A l'intérieur de cette forme ambiguë, le texte hésite encore, et l'auteur ne sait quelle voix adopter - ou plutôt, refuse de se limiter à un discours univoque, adoptant tour à tour la voix de l'historien, du philosophe, du religieux ou du romancier. Nodier se veut «historien du dernier jour» (19), construisant un «travail historique studieusement fait, qui annonce le ferme dessein d'être aussi vrai que possible» (177-178). affirme, dans son «Au lecteur», et répète dans ses «Notes historiques», sa bonne foi; il explique son travail de recherche7 et n'hésite pas à nommer ses sources: «Ces renseignements [...] m'ont été donnés il y a plus de vingt-cinq ans par madame Magot, sœur de Le Hardy, femme d'un ancien et brave capitaine d'infanterie, devenu receveur des contributions à Saint-Ylie, près de Dôle» (181). Vrai ou faux? Qu'importe! Les détails fournis par Nodier impressionnent et vraisemblabilisent. «Tout ceci est exactement historique» (2iO).8 Histoire avant tout. A la nuance près que Nodier n'y était pas, que les principaux personnages sont tous morts le lendemain et qu'il est difficile de faire le récit authentique d'une telle scène. En fait, rien n'est moins sûr que la réalité même de ce banquet.

Consigne
D'après le passage cité, quelles voix l'auteur adopte-t-il tour à tour ? Énumérez-les toutes. Le matériel fourni ensuite est indépendant du passage cité.

Matériel fourni
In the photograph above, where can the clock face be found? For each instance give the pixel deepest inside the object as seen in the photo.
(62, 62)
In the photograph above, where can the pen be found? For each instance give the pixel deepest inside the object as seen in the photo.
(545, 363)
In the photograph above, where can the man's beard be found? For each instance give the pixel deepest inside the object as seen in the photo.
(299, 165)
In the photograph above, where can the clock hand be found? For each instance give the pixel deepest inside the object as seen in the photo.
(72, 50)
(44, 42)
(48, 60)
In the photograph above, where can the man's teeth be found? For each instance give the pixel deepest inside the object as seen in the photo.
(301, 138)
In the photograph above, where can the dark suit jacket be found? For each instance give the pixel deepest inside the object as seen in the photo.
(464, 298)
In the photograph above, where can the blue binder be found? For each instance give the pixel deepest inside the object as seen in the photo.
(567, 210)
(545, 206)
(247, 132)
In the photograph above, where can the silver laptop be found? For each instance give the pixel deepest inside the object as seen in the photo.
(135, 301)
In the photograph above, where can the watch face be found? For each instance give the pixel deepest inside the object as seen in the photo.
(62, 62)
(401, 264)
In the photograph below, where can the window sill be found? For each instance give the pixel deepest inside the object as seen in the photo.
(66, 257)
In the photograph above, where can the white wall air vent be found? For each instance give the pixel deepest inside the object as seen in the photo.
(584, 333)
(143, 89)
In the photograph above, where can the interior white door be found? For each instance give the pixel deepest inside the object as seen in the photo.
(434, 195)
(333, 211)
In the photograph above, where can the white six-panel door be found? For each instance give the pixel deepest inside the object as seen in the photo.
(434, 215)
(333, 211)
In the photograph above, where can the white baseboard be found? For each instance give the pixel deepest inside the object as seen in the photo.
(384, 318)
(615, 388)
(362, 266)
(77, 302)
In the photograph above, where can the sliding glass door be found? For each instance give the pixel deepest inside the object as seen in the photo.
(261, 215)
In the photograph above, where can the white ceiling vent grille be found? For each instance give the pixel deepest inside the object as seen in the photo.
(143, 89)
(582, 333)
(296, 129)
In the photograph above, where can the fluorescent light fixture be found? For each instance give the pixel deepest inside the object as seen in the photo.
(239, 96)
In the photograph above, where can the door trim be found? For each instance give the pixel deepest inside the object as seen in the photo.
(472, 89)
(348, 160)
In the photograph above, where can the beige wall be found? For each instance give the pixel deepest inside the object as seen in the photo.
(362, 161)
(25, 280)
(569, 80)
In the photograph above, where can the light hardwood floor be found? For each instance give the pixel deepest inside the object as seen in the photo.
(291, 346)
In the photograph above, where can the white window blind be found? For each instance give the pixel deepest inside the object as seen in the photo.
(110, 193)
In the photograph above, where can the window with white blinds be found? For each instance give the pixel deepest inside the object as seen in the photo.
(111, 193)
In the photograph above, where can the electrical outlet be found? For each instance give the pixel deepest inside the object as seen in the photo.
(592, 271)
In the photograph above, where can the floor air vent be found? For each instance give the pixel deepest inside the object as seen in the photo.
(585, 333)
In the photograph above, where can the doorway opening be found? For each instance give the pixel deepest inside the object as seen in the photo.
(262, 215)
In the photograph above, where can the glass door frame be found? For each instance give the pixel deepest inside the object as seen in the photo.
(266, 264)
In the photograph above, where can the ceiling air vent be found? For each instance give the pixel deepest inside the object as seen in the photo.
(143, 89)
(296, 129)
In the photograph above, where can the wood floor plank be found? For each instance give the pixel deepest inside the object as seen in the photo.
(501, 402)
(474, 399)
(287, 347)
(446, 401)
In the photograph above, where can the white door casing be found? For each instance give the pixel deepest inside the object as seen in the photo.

Réponse rédigée
- la voix de l'historien
- la voix du philosophe
- la voix du religieux
- la voix du romancier